• _Action item_
Skip every picture, then write out exactly the lines of the listing below from the line that contains "the groom in" through the final line.

= = = =

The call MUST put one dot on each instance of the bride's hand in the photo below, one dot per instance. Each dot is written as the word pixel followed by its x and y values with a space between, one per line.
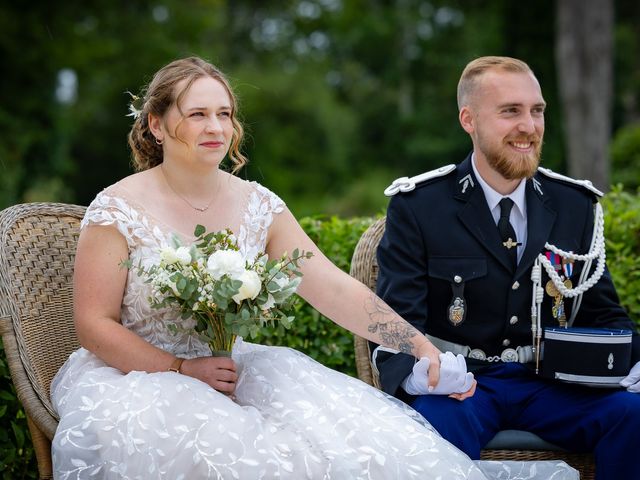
pixel 218 372
pixel 429 350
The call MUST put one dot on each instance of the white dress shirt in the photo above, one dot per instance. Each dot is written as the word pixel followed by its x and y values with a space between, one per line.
pixel 518 216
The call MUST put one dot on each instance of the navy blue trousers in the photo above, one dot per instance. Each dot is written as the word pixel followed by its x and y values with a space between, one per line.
pixel 576 418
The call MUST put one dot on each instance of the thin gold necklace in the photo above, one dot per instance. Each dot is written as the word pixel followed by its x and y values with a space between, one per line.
pixel 199 209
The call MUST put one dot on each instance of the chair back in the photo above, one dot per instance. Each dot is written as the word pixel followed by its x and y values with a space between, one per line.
pixel 37 252
pixel 364 267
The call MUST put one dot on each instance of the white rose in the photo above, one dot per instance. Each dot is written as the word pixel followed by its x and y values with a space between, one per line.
pixel 250 286
pixel 183 255
pixel 270 303
pixel 168 255
pixel 282 282
pixel 225 262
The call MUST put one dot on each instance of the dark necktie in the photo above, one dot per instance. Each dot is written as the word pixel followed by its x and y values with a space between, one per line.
pixel 507 233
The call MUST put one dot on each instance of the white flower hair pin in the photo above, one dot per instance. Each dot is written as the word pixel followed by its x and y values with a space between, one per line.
pixel 134 111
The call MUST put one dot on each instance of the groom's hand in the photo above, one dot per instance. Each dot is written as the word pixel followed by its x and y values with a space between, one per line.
pixel 454 380
pixel 632 381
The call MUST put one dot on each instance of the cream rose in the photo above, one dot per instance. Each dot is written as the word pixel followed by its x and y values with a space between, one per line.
pixel 250 286
pixel 225 262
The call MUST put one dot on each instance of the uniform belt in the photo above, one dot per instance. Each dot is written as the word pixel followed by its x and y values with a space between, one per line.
pixel 524 354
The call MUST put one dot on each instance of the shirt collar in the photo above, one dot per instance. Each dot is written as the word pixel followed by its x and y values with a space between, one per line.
pixel 493 197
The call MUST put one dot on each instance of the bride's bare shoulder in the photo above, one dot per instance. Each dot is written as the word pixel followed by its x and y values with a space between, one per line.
pixel 141 184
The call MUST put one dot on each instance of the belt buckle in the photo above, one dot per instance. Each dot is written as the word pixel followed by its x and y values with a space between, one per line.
pixel 509 355
pixel 477 354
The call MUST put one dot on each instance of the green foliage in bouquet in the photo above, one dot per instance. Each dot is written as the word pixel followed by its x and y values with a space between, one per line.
pixel 224 293
pixel 313 333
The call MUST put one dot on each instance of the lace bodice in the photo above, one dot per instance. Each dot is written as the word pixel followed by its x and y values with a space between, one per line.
pixel 146 235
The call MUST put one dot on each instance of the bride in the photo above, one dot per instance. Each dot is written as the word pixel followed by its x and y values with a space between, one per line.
pixel 139 400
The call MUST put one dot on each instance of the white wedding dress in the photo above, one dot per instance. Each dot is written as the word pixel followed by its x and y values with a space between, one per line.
pixel 292 417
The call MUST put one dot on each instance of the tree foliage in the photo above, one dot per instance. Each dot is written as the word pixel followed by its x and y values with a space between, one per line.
pixel 335 93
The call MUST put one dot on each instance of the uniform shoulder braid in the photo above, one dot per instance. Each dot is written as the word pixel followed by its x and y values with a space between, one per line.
pixel 586 184
pixel 406 184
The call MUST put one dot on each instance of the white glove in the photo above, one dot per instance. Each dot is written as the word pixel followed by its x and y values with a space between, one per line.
pixel 454 377
pixel 632 381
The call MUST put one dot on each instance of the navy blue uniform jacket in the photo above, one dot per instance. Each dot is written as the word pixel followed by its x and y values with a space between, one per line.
pixel 442 229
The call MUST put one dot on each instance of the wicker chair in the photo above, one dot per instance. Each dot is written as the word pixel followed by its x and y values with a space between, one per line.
pixel 37 249
pixel 507 445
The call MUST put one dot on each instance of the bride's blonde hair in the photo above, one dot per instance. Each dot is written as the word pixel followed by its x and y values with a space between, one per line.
pixel 160 95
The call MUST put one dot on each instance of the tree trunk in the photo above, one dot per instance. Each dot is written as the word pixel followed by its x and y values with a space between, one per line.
pixel 584 59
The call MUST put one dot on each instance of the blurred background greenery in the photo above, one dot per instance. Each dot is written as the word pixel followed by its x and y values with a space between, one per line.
pixel 339 96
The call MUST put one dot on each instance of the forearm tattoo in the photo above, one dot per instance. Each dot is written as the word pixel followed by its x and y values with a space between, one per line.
pixel 392 330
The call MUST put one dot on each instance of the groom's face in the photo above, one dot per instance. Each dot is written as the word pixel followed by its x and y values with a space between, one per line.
pixel 508 122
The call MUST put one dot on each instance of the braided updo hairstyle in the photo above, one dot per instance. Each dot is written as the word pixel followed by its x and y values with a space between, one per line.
pixel 161 94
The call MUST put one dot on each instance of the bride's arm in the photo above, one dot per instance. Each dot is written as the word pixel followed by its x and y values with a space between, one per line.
pixel 345 300
pixel 99 283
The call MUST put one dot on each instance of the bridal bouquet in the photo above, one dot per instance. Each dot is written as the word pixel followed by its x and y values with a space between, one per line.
pixel 225 294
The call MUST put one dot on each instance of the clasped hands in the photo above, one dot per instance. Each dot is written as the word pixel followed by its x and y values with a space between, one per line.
pixel 454 380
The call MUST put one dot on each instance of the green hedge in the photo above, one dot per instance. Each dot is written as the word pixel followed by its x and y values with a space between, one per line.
pixel 325 341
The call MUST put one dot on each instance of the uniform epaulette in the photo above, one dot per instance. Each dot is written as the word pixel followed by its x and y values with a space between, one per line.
pixel 582 183
pixel 406 184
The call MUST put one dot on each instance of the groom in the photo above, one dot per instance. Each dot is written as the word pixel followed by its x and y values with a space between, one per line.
pixel 456 261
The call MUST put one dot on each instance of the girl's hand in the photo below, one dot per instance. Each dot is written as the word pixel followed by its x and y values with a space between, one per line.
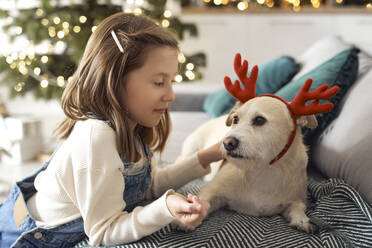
pixel 189 211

= = = =

• _Finished task_
The call MUST put one dot on each instance of the groom in the photo above, one dot per instance. Each dot is written as the word pixel followed by its x and y values with a space between, one per line.
pixel 456 261
The call MUST put one dot on each instance of the girl's hand in the photo below, one dot per instance. Each dot is written as the word pixel followed by its x and y values with a space between, one per line.
pixel 189 211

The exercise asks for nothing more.